Entries from a dataset:
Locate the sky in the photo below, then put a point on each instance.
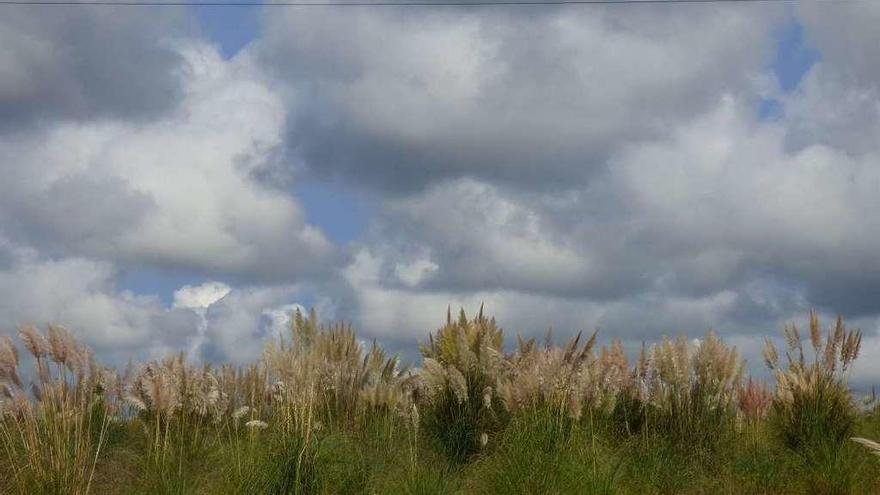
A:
(182, 179)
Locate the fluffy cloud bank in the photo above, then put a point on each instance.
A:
(568, 167)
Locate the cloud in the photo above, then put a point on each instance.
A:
(81, 294)
(81, 62)
(200, 296)
(180, 192)
(397, 100)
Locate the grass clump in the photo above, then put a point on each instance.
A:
(463, 364)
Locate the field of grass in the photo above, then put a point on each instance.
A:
(321, 414)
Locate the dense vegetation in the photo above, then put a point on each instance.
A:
(321, 414)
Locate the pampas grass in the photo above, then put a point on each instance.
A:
(322, 412)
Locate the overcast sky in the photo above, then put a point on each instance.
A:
(183, 179)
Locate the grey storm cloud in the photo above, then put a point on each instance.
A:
(397, 100)
(573, 167)
(82, 62)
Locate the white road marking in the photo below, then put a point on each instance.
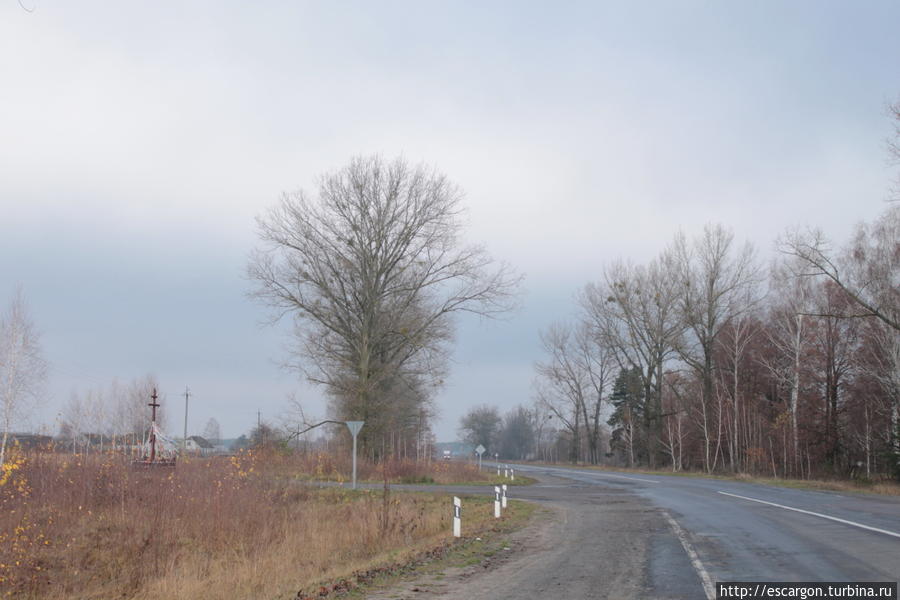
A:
(708, 586)
(625, 477)
(809, 512)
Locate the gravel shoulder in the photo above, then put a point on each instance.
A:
(586, 541)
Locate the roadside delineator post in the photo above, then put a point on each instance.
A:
(354, 427)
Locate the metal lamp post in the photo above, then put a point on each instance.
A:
(354, 427)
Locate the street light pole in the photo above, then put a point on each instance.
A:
(354, 427)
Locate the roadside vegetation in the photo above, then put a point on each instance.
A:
(883, 485)
(89, 526)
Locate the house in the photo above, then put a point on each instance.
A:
(198, 445)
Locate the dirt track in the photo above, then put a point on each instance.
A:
(593, 543)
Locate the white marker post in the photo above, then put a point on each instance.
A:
(354, 427)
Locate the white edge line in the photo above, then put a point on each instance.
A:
(809, 512)
(705, 579)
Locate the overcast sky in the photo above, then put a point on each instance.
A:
(138, 141)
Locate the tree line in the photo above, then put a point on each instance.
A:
(703, 359)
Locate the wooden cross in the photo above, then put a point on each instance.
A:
(154, 404)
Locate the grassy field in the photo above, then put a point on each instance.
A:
(231, 527)
(881, 486)
(328, 467)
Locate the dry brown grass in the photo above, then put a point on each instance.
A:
(882, 486)
(91, 527)
(329, 467)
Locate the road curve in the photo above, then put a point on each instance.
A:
(623, 535)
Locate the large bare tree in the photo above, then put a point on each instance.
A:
(868, 269)
(371, 267)
(574, 380)
(23, 369)
(715, 285)
(635, 313)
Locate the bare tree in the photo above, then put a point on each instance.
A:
(635, 313)
(371, 268)
(715, 286)
(23, 369)
(868, 269)
(213, 432)
(481, 425)
(575, 380)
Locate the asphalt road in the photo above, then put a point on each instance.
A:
(623, 535)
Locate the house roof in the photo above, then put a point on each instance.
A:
(201, 441)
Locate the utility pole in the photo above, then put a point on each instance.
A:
(154, 405)
(187, 394)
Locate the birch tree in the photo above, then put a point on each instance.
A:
(23, 369)
(714, 285)
(634, 311)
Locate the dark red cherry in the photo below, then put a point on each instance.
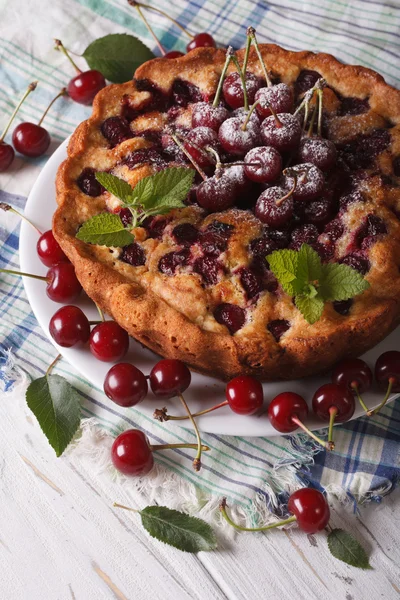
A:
(283, 408)
(30, 139)
(283, 135)
(49, 250)
(201, 40)
(354, 374)
(245, 395)
(69, 326)
(310, 508)
(83, 87)
(62, 283)
(279, 96)
(269, 164)
(131, 453)
(109, 342)
(387, 368)
(169, 378)
(332, 395)
(125, 385)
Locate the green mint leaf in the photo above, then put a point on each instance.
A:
(309, 267)
(116, 186)
(55, 404)
(105, 229)
(340, 282)
(343, 546)
(310, 308)
(117, 56)
(164, 190)
(177, 529)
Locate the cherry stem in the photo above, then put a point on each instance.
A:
(53, 364)
(392, 381)
(300, 424)
(251, 32)
(10, 272)
(189, 156)
(161, 415)
(333, 411)
(60, 46)
(222, 508)
(166, 15)
(248, 116)
(197, 460)
(243, 79)
(354, 387)
(30, 88)
(149, 27)
(63, 92)
(157, 447)
(229, 54)
(7, 207)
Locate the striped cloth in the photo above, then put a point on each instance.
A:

## TASK OBJECTIVE
Can you copy out every line of the material above word for word, leaving the pictures out?

## EXERCISE OUTPUT
Locate the sky in the photo below, then put a point on each instance.
A:
(182, 179)
Locate the fluffy cloud bank in the photo above, then put a point on each instance.
A:
(568, 167)
Locate the cloud in the photo above, then put a point on each instance.
A:
(81, 294)
(81, 62)
(200, 296)
(180, 192)
(397, 100)
Locate the grass clump in the photo above, then put a point on each instance.
A:
(463, 364)
Locate the field of grass in the photo above, then put a point on each instance.
A:
(321, 414)
Locate the dense vegetation in the photo above, then put a point on each instance.
A:
(321, 414)
Locate the pampas grass in the photo above, then put a point on each instance.
A:
(322, 412)
Locate the overcast sky in the photo above, then put a point on each instance.
A:
(183, 179)
Locate the grey storm cloud in the photo above, then put a point on each instance.
A:
(397, 100)
(573, 167)
(82, 62)
Locate the white road marking in the photo below, then put a point on each instance.
A:
(708, 586)
(625, 477)
(809, 512)
Locate the gravel shoulder in the photo above, then put a point on each instance.
A:
(586, 541)
Locate the roadside delineator post in the photo above, then put a point on each instance.
A:
(354, 427)
Locate the metal lamp post in the photo above, then put a point on each instance.
A:
(354, 427)
Locate the street light pole in the photo above, then put a point on each instance.
A:
(354, 427)
Locate the roadside vegetation in the photo above, then put a point on each instance.
A:
(883, 485)
(89, 526)
Locate the house in the photo above, then put a point on each instance.
A:
(198, 445)
Locate the dirt track in the photo above, then put a point on each instance.
A:
(593, 543)
Locate the white marker post in the photo above, then put a point on each instance.
A:
(354, 427)
Locate the white edge line in the photo above, then put a point on each instance.
A:
(809, 512)
(705, 579)
Locate the overcast sky in the photo above, then put a point on each instance.
A:
(138, 141)
Locate the tree line in the photo above, then put a point on each instance.
A:
(703, 359)
Locate the wooden cross in the photo above, then put a point on each instance.
A:
(154, 404)
Locate the grassy field in the photo above, then put a point on each instance.
A:
(231, 527)
(881, 486)
(328, 467)
Locate the dry brown grass in the photo above, then put a point on each instance.
A:
(882, 486)
(91, 527)
(329, 467)
Locate the road curve in the photo above, then put a point on each instance.
A:
(623, 535)
Locate the large bare tree in the photo above, then put a point on each instance.
A:
(868, 269)
(371, 267)
(574, 380)
(23, 369)
(715, 285)
(635, 313)
Locate the bare tree in the photo above, then put a point on each instance.
A:
(635, 313)
(371, 268)
(715, 286)
(23, 369)
(868, 269)
(213, 432)
(481, 425)
(575, 380)
Locate the asphalt road in the photo above, then put a point on each instance.
A:
(623, 535)
Locate the house roof in the photo above, then put a point on each instance.
A:
(201, 441)
Locate the utility pole in the photo above, then put a point on each instance.
A:
(154, 405)
(187, 394)
Locate the birch tree in the photo above, then put a point on each instance.
A:
(23, 369)
(714, 285)
(634, 311)
Locate the dark red cherry in the photo below, then put a point on each instance.
A:
(283, 408)
(30, 139)
(283, 135)
(49, 250)
(201, 40)
(354, 374)
(245, 395)
(69, 326)
(310, 508)
(83, 87)
(62, 283)
(279, 96)
(269, 164)
(131, 453)
(109, 342)
(387, 368)
(169, 378)
(332, 395)
(125, 385)
Locate the green mint leaf in the photo above, then put a point on each instance.
A:
(309, 267)
(116, 186)
(55, 404)
(105, 229)
(340, 282)
(343, 546)
(310, 308)
(117, 56)
(164, 190)
(177, 529)
Locate the cherry stem in the photo above, then put a point on each instance.
A:
(53, 364)
(392, 381)
(300, 424)
(251, 32)
(10, 272)
(189, 156)
(161, 415)
(333, 411)
(60, 46)
(222, 508)
(166, 15)
(248, 116)
(197, 460)
(243, 79)
(354, 387)
(30, 88)
(149, 27)
(63, 92)
(157, 447)
(229, 54)
(7, 207)
Locate the striped cloth in the photo above, then put a point on each instance.
A:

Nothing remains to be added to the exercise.